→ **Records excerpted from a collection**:
++++++++++

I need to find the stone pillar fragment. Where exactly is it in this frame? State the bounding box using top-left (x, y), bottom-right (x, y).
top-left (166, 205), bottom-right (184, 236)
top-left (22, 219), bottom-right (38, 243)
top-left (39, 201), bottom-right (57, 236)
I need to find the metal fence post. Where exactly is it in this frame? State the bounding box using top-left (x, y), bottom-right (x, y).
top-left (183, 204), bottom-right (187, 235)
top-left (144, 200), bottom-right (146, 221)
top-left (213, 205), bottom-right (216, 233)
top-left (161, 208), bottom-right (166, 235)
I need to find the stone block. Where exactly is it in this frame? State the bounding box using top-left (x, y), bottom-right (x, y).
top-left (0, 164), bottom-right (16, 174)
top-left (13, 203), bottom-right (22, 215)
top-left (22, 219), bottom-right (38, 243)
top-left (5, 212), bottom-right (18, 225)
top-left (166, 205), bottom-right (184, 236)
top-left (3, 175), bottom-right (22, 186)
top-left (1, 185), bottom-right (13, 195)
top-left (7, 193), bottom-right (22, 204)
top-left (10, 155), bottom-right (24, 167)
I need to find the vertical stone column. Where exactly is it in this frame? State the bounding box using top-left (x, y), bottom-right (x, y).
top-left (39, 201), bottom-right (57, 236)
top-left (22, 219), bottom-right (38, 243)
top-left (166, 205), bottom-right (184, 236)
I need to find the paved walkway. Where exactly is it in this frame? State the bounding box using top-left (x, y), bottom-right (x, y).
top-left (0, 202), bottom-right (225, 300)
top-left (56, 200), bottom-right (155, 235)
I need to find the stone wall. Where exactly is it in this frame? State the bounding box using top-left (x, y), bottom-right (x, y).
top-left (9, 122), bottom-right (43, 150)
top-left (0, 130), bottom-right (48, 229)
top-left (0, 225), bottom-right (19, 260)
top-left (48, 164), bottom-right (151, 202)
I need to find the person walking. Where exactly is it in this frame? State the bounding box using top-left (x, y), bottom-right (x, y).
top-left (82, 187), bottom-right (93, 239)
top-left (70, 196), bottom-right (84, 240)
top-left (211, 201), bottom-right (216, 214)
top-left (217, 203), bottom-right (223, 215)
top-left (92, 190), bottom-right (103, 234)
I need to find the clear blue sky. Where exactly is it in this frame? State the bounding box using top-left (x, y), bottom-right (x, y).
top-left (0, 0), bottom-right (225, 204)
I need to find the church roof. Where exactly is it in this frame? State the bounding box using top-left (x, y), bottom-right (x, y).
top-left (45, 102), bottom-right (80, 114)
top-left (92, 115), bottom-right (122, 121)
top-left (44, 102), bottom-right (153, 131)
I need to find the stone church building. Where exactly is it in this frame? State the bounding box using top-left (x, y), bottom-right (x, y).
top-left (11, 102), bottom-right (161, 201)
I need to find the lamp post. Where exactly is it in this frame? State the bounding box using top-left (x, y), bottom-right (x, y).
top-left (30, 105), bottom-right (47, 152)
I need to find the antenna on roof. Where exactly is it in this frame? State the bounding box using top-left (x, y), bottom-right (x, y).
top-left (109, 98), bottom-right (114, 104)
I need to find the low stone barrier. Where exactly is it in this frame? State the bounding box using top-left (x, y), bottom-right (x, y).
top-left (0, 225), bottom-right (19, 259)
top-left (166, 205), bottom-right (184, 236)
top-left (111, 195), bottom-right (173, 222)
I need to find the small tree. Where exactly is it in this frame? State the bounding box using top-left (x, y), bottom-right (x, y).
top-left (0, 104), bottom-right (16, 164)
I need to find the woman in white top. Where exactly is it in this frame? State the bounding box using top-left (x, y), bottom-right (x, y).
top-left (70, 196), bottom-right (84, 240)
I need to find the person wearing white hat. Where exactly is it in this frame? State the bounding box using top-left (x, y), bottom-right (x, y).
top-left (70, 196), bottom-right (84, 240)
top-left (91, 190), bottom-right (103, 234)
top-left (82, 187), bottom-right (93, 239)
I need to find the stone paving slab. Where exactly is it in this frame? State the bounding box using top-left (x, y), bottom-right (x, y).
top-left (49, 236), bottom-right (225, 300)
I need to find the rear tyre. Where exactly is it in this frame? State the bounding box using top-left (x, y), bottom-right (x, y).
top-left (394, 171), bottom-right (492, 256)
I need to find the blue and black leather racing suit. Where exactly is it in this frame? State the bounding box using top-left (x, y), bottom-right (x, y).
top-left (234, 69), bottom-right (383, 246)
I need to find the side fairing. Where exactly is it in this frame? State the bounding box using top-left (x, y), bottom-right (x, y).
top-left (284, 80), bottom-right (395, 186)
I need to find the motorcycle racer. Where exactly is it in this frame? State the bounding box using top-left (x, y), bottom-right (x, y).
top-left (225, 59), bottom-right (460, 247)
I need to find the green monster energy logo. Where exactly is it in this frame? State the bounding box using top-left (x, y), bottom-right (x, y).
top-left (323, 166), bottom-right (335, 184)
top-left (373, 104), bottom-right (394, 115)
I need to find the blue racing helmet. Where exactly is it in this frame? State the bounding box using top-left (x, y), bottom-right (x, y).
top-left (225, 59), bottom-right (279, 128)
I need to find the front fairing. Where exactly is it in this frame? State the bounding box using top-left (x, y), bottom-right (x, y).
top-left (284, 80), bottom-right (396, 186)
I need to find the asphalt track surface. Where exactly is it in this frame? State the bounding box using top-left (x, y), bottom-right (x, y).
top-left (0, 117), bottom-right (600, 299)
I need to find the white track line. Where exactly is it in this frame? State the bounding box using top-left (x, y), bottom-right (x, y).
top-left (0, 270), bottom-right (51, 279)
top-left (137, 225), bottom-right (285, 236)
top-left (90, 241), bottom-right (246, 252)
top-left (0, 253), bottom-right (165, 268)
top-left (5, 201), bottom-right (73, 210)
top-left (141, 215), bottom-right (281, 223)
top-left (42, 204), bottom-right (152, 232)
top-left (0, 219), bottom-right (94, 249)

++++++++++

→ **PROBLEM**: Select every line of the listing above that contains the string "roof", and copy each one. Case counts.

→ **THE OUTPUT**:
I need to find the church roof. Where exactly is it in this frame? State the bounding box using top-left (x, y), bottom-right (x, y).
I need to find the antenna on roof. Where exactly is it in this frame? State the bounding box using top-left (x, y), bottom-right (x, y).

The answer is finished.